* EXTRACTO DEL DOCUMENTO:
• • •

Capítulo IX. El investigador como maestro

Llegada la época constructiva y dominadas las dificultades del trabajo científico, imaginamos a nuestro novel investigador en posesión de la madurez y robustez necesarias para su multiplicación espiritual. La noble carrera fue seguida hasta el fin; el ideal ansiado logrose por entero. Convertido en autoridad internacional, el maestro es citado con encomio en las revistas extranjeras; la originalidad e importancia de sus creaciones asegúranle página honorífica en el libro de oro de la ciencia.

En tan decorosa situación, puede adoptar el sabio una de estas dos actitudes: proseguir concentrado y solitario sus empresas de laboratorio, condenándose a la esterilidad docente; o hacer a los demás copartícipes de sus métodos de estudio, promoviéndose vocaciones y erigiéndose en prestigioso jefe de escuela.

Entre ambos caminos la elección no es dudosa. Ciertamente, el trabajo solitario brinda al egoísmo satisfacciones y tranquilidades tentadoras; se obedece a la ley del mínimo esfuerzo, dirigiendo exclusivamente la atención a la investigación personal; se vive en un discreto ambiente de aprobación y estima, donde faltan, sin duda (y ello es gran ventaja), los entusiasmos y veneraciones excesivas, pero donde tampoco mortifican émulos y rivales. Mas al adoptar tan cómoda postura, el instinto paternal del hombre de ciencia siéntese profundamente inquieto. «¿Qué será de mi obra —se pregunta— cuando llegada la senectud falten energías para defenderla? ¿Quiénes reivindicarán la prioridad de mis hallazgos, si, por ventura, adversarios o sucesores poco escrupulosos se los apropian o incurren, al juzgarnos, en olvidos e injusticias?»

• • •

* TAREAS:
1 > Responde brevemente, según el fragmento sobre el investigador como maestro:
(a) ¿Dónde es citado con encomio el maestro?
(b) ¿Cuáles son las dos actitudes que puede adoptar el sabio?
(c) ¿A qué ley se obedece con el trabajo solitario?
2 > Devuelve literalmente el pasaje del fragmento sobre el investigador como maestro que va de "Capítulo IX. El" a "de la ciencia.".
3 > Retoma el fragmento sobre el investigador como maestro y continúalo a partir de donde se detiene.
Las filas proceden de otra fuente.

* FILAS PROPORCIONADAS:
• • •

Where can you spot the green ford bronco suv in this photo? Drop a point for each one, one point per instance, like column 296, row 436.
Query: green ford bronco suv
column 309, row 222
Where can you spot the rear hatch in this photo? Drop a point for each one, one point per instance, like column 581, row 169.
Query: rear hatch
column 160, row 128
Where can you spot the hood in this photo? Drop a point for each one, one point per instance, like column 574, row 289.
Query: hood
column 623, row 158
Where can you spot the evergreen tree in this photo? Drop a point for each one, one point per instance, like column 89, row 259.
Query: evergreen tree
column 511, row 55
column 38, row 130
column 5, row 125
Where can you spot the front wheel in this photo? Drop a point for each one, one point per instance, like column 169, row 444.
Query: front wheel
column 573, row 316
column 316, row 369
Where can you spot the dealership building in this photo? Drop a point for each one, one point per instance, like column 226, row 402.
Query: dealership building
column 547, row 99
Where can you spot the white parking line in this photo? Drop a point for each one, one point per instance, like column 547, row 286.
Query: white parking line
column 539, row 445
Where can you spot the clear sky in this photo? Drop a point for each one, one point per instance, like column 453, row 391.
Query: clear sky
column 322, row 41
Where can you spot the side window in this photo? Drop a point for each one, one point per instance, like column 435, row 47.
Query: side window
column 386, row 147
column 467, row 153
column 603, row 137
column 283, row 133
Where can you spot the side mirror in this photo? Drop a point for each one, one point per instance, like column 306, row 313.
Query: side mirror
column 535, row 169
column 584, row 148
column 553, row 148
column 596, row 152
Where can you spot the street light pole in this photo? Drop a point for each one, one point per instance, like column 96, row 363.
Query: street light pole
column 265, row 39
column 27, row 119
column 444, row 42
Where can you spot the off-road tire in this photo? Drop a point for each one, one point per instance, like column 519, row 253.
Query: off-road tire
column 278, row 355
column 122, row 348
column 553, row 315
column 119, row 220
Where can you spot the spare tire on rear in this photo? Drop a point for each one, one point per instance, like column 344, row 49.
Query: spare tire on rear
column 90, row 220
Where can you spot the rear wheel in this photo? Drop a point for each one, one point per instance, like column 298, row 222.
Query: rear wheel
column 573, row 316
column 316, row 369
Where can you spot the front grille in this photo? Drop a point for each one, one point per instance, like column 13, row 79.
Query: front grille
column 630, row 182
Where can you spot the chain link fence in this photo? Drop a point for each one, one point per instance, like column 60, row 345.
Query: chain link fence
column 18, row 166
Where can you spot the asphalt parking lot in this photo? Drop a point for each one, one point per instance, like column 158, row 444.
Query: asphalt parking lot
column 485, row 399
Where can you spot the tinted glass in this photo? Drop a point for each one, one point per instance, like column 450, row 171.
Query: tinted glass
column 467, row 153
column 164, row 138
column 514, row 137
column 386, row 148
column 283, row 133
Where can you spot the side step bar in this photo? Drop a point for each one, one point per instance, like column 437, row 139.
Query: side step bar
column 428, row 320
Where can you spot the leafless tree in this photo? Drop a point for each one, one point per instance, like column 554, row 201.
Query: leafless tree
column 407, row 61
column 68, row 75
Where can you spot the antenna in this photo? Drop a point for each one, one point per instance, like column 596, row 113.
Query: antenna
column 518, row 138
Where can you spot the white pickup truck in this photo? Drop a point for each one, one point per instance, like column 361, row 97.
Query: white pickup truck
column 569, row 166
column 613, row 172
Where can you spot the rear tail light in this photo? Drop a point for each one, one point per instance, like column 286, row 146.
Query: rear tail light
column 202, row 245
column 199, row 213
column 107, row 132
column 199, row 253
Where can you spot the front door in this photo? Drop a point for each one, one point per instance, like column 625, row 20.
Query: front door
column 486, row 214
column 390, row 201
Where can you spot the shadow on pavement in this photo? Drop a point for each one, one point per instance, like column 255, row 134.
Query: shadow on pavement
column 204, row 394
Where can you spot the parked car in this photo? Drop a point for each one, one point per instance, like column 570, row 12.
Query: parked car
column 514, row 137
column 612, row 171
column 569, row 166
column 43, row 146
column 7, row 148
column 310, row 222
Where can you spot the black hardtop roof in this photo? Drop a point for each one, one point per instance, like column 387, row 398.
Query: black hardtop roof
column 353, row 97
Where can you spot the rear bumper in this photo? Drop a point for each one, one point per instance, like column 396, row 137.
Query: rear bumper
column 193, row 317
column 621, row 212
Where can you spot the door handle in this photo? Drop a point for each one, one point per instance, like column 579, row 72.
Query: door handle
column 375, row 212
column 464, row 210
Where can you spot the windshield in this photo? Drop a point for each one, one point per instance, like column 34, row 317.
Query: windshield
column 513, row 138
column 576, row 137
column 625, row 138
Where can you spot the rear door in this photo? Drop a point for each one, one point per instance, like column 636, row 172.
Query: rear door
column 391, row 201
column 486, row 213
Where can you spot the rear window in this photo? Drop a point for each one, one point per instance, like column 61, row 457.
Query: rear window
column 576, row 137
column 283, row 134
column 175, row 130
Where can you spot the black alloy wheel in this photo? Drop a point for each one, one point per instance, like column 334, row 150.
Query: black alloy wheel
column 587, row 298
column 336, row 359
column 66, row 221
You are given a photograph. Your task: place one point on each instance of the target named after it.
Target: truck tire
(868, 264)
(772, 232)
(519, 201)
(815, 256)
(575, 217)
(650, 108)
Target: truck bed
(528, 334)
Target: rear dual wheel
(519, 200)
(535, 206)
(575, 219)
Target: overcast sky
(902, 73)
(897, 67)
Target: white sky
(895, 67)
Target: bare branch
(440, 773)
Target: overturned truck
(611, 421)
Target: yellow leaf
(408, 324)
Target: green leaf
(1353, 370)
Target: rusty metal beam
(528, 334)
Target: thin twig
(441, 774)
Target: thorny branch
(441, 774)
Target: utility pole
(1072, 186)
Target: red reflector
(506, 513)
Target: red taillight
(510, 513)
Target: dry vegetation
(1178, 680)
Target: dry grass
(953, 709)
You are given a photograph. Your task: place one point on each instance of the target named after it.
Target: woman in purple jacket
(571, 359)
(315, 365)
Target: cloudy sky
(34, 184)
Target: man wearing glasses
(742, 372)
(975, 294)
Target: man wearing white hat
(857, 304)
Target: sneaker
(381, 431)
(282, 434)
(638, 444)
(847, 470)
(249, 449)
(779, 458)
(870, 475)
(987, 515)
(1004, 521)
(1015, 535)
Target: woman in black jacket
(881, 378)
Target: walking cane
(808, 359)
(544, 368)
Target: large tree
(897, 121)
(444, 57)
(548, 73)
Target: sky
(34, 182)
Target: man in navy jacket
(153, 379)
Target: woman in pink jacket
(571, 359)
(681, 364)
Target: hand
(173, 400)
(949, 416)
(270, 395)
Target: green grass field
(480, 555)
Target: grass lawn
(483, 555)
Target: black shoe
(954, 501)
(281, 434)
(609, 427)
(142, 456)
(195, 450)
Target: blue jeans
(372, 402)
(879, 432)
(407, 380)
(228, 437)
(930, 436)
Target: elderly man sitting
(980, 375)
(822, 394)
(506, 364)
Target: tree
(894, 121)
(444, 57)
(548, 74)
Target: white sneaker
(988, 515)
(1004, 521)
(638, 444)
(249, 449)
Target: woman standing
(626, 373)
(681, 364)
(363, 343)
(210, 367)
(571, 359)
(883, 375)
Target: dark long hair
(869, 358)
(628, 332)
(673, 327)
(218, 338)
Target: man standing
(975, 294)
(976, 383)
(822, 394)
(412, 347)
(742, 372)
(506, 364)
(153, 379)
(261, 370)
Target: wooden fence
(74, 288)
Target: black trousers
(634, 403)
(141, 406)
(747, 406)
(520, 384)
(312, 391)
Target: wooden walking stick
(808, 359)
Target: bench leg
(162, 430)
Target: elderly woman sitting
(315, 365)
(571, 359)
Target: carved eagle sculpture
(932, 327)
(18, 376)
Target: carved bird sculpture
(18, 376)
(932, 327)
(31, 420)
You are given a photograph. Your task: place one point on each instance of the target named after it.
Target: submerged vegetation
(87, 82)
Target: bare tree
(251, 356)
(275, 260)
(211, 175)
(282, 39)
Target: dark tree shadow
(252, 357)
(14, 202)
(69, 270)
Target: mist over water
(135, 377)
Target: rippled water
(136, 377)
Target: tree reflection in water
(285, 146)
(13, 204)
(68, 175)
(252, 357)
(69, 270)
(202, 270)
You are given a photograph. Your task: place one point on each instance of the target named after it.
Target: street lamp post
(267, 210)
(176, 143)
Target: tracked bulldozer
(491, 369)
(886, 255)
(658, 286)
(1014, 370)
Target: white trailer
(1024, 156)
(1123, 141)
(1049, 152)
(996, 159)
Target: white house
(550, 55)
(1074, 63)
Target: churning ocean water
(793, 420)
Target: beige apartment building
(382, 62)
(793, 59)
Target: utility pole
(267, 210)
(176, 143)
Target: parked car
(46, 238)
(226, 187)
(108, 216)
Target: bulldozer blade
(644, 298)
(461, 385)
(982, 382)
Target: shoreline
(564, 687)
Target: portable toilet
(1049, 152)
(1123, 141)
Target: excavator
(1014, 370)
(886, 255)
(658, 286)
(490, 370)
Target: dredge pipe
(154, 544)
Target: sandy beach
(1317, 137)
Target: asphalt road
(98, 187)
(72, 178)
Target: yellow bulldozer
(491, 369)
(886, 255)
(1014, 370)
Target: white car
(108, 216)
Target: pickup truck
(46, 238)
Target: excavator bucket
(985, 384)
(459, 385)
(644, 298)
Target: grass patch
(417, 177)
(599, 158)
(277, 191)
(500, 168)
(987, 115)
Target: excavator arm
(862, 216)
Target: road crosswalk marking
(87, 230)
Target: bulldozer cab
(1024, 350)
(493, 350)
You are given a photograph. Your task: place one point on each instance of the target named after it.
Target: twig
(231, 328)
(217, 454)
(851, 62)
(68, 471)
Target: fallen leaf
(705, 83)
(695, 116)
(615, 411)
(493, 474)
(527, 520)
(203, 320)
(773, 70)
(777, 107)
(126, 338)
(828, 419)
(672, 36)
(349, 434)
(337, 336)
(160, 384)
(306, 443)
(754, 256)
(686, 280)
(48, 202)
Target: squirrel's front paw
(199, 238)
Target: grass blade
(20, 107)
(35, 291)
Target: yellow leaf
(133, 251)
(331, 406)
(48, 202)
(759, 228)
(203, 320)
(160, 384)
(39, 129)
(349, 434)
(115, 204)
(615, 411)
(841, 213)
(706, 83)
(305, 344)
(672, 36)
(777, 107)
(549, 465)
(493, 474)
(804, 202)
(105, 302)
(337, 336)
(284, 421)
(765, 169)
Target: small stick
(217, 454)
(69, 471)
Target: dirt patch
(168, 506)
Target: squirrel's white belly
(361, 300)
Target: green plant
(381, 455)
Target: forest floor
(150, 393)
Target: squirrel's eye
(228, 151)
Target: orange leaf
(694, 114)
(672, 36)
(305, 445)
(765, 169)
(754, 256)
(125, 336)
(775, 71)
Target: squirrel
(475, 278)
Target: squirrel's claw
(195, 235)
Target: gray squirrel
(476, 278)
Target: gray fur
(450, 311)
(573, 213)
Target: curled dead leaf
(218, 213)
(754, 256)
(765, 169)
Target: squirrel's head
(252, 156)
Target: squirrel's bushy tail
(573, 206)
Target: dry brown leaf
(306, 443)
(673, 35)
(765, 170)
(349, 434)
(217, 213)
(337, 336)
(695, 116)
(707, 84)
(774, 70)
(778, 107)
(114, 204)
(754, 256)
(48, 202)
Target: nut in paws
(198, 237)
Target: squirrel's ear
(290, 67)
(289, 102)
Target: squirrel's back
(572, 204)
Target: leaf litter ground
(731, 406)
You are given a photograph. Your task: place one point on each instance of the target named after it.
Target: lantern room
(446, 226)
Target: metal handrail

• • •

* RESPUESTAS POR TAREA:
1 >
(a) En las revistas extranjeras.
(b) Seguir concentrado y solitario sus empresas de laboratorio, condenándose a la esterilidad docente, o hacer a los demás copartícipes de sus métodos de estudio, promoviendo vocaciones y erigiéndose en prestigioso jefe de escuela.
(c) A la ley del mínimo esfuerzo.

2 >
Capítulo IX. El investigador como maestro

Llegada la época constructiva y dominadas las dificultades del trabajo científico, imaginamos a nuestro novel investigador en posesión de la madurez y robustez necesarias para su multiplicación espiritual. La noble carrera fue seguida hasta el fin; el ideal ansiado logrose por entero. Convertido en autoridad internacional, el maestro es citado con encomio en las revistas extranjeras; la originalidad e importancia de sus creaciones asegúranle página honorífica en el libro de oro de la ciencia.

3 >
Aun miradas las cosas desde el punto de vista egoísta —de un egoísmo sano y clarividente—, importa al sabio proceder a su multiplicación espiritual. La tarea es, sin duda, penosa. La actividad del maestro bifúrcase en las corrientes paralelas del laboratorio y de la enseñanza. Crecerán así sus desvelos, pero aumentarán también sus venturas. Sobre dar pábulo a elevadas tendencias, alcanzará el deleite de la paternidad ideal, y sentirá el noble orgullo de haber cumplido honradamente con su doble misión de maestro y de patriota. Ya no declinará su vida triste y solitaria, antes bien, se verá en su ocaso rodeado de un séquito de discípulos entusiastas, capaces de comprender la obra del maestro y de hacerla, en lo posible, luminosa y perenne.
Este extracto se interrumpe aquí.